▶ _Quellenauszug_
---

Der Befund war allen etwas peinlich. Zwar berichteten die Zeitungen rund um die Welt von der wissenschaftlichen Studie, die bewies, dass Männer im Schnitt intelligenter seien als Frauen. Aber sogleich wurde betont, dass Frauen dafür ganzheitlicher dächten, bei gleichem IQ effizienter arbeiteten und überhaupt der Intelligenztest einseitig und männerorientiert sei. Auch die Verfasser der Studie übten sich in politischer Korrektheit. «Ich bin eigentlich Feminist», verkündete Paul Irwing, Psychologieprofessor in Manchester, «aber die Resultate sind eindeutig.»
Ziemlich eindeutig war auch die Sunday Times in ihrer Beurteilung der Studie. «It’s not the IQ, stupid», titelte sie. Dabei waren die Forschungsresultate nicht revolutionär. Es wurde festgestellt, dass es bei den Hochbegabten mehr Männer als Frauen gibt, ebenso jedoch bei den besonders Dummen. Männer neigen zu Extremen.
Eine ähnliche Aufregung wurde laut, als Larry Summers, Präsident der Harvard-Universität, sich fragte, warum es in Mathematik und Physik immer noch so wenig Professorinnen gebe. Vielleicht liege es unter anderem an unterschiedlichen angeborenen Fähigkeiten von Mann und Frau, antwortete er sich gleich selbst. Obwohl sich Summers mit seiner Aussage im Mainstream der Neuropsychologie bewegt, war er gezwungen, sich im Nachhinein zu entschuldigen.
Wäre bei der IQ-Studie herausgekommen, Frauen seien intelligenter als Männer, hätte sich kaum eine Zeitung bemüssigt gefühlt, die Resultate dermassen zu relativieren; und niemand hätte «Sexismus» gerufen.
In Nature erschien ein Artikel, dass X-Chromosomen mehr genetisches Material enthalten als Y-Chromosomen. Da Männer ein XY anstelle des weiblichen XX aufweisen, haben die Frauen mehr DNA als Männer. Die Kolumnistin Maureen Dowd schrieb darauf in der New York Times, die Studie beweise, dass Frauen generell komplexer seien, als sich Wissenschaftler jemals vorgestellt hätten, während Männer die simplen Geschöpfe seien, als die sie erschienen. Die Argumentation ist absurd, denn die Menge an genetischem Material hat nichts mit Differenziertheit zu tun (am meisten DNA-Material hat der Afrikanische Lungenfisch).
Aber es gab keinen Sturm der Entrüstung. Sexismus scheint es nur auf die eine Seite zu geben. Man schaue sich in einer Buchhandlung bei den Bestsellern um. «Männer und andere Katastrophen», «Trau niemals einem Mann», «Männer machen Frauen dick». Und alle finden’s witzig. Man tausche in den Titeln einmal «Mann» durch «Frau» aus: «Nur eine tote Frau ist eine gute Frau», «Was tun mit nutzlosen Frauen», «101 Gründe, ohne Frauen zu leben», «Artgerechte Frauenhaltung». Klingt nicht mehr so lustig, eher etwas degoutant, nicht?

---

[Bildbezogene Zeigedaten]
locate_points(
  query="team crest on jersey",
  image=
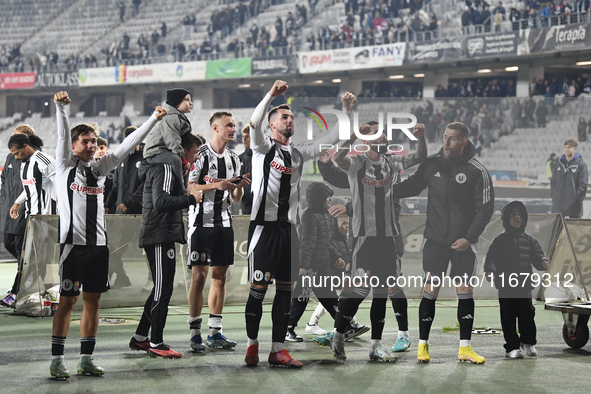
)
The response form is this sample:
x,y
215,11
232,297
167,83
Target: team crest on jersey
x,y
258,275
281,168
67,285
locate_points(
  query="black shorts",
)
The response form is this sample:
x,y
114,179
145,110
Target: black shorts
x,y
213,246
436,258
273,252
85,267
376,256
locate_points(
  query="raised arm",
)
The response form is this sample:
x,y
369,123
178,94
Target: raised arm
x,y
421,154
413,186
257,118
63,150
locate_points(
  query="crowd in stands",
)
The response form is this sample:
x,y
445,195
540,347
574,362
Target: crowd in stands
x,y
569,86
478,87
377,22
368,22
532,14
479,114
10,55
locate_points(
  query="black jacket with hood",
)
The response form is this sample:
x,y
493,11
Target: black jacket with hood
x,y
163,201
569,186
514,252
316,251
127,188
460,199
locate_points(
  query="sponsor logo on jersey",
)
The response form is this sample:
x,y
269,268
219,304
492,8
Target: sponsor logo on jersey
x,y
377,183
93,191
209,179
258,275
281,168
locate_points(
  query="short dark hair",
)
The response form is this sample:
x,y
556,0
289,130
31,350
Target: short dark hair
x,y
24,129
462,128
81,129
128,130
19,141
274,110
571,141
219,114
190,139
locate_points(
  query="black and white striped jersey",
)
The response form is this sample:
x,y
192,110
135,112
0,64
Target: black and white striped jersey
x,y
212,167
80,185
38,176
277,170
371,183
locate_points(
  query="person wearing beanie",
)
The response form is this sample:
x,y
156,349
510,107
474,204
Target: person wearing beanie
x,y
163,144
317,257
511,255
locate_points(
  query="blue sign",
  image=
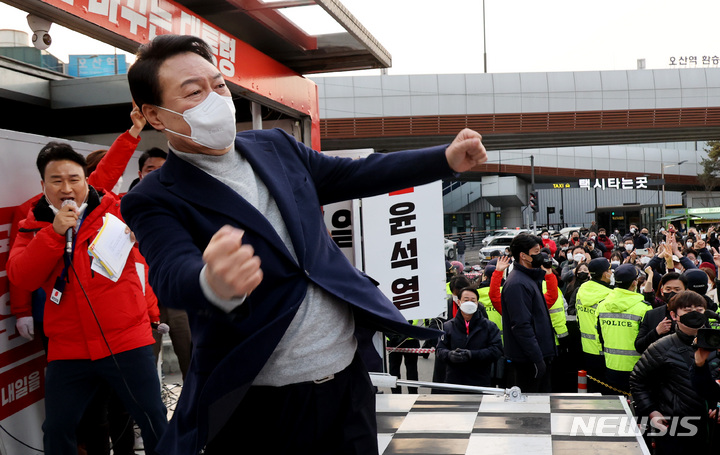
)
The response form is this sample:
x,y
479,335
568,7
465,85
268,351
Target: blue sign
x,y
96,65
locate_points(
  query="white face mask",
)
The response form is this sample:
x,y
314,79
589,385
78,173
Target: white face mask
x,y
212,122
118,185
468,307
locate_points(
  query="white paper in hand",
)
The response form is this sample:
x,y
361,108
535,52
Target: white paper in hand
x,y
111,248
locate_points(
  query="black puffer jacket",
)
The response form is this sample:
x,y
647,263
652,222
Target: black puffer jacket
x,y
483,342
647,334
662,379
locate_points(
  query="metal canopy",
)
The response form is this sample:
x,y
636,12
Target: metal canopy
x,y
265,26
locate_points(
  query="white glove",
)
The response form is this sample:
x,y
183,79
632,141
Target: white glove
x,y
163,328
25,327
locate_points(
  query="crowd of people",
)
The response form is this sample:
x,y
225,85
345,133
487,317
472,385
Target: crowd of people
x,y
229,230
627,309
232,249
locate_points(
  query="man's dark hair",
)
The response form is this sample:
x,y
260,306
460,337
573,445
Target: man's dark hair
x,y
669,277
143,74
686,299
58,151
522,243
154,152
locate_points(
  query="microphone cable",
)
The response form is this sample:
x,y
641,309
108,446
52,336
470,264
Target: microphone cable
x,y
19,441
117,365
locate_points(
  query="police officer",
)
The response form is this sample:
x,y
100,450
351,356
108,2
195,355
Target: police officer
x,y
619,318
484,297
589,295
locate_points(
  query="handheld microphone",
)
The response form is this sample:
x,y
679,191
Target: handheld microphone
x,y
68,234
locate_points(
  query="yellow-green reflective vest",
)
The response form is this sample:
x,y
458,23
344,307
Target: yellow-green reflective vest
x,y
589,295
493,314
557,315
619,317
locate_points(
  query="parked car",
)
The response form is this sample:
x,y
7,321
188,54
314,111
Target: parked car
x,y
450,250
498,243
502,232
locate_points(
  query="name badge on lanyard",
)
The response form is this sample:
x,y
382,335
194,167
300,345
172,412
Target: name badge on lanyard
x,y
57,290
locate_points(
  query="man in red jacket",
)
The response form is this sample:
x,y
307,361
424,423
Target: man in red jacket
x,y
98,329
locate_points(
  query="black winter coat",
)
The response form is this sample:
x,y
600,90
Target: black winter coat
x,y
483,342
647,334
662,379
527,330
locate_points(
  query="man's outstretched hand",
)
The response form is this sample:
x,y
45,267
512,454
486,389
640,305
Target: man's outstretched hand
x,y
466,151
232,269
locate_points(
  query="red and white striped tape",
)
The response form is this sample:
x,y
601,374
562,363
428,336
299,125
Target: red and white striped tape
x,y
410,350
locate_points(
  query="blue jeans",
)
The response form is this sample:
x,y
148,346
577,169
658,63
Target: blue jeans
x,y
71,384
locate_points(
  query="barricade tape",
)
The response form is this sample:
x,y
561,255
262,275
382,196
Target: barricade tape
x,y
410,350
610,387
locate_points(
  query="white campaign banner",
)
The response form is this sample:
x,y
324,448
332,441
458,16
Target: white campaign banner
x,y
403,248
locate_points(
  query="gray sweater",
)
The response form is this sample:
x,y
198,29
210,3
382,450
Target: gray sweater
x,y
320,339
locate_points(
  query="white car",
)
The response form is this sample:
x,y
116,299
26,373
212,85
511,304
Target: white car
x,y
450,250
498,243
502,232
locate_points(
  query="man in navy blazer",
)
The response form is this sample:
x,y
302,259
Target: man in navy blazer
x,y
232,229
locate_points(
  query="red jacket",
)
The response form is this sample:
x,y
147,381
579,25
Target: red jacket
x,y
36,261
109,170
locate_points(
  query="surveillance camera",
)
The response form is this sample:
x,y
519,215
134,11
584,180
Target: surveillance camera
x,y
41,38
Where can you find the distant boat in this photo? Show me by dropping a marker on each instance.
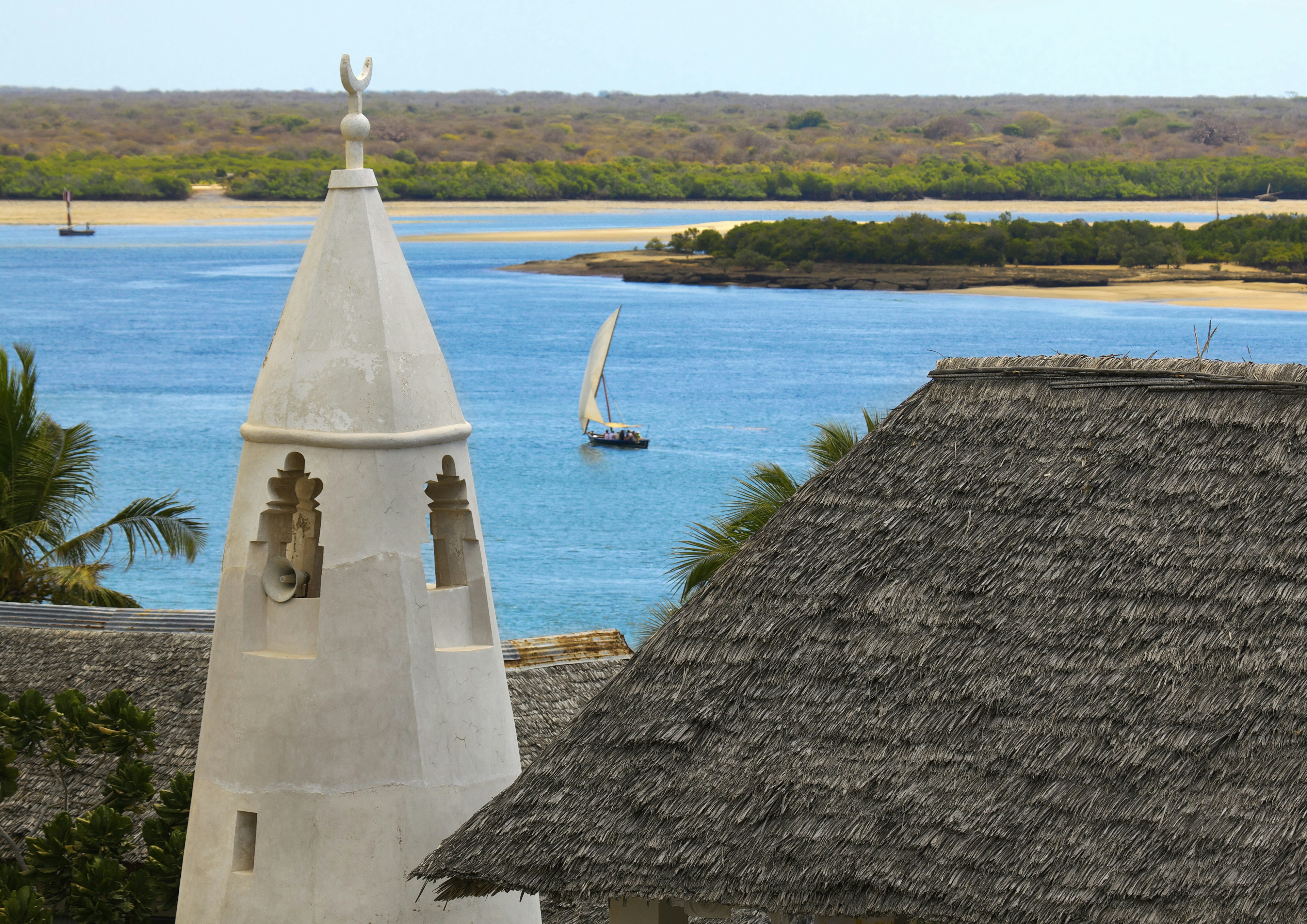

---

▶ _Aufgabenstellung_
Schreiben Sie aus dem Text über Intelligenz und Sexismus die Passage wortgetreu ab, beginnend bei „Aber es gab“ und endend bei „etwas degoutant, nicht?“.

▶ _Antwortfeld_
Aber es gab keinen Sturm der Entrüstung. Sexismus scheint es nur auf die eine Seite zu geben. Man schaue sich in einer Buchhandlung bei den Bestsellern um. «Männer und andere Katastrophen», «Trau niemals einem Mann», «Männer machen Frauen dick». Und alle finden’s witzig. Man tausche in den Titeln einmal «Mann» durch «Frau» aus: «Nur eine tote Frau ist eine gute Frau», «Was tun mit nutzlosen Frauen», «101 Gründe, ohne Frauen zu leben», «Artgerechte Frauenhaltung». Klingt nicht mehr so lustig, eher etwas degoutant, nicht?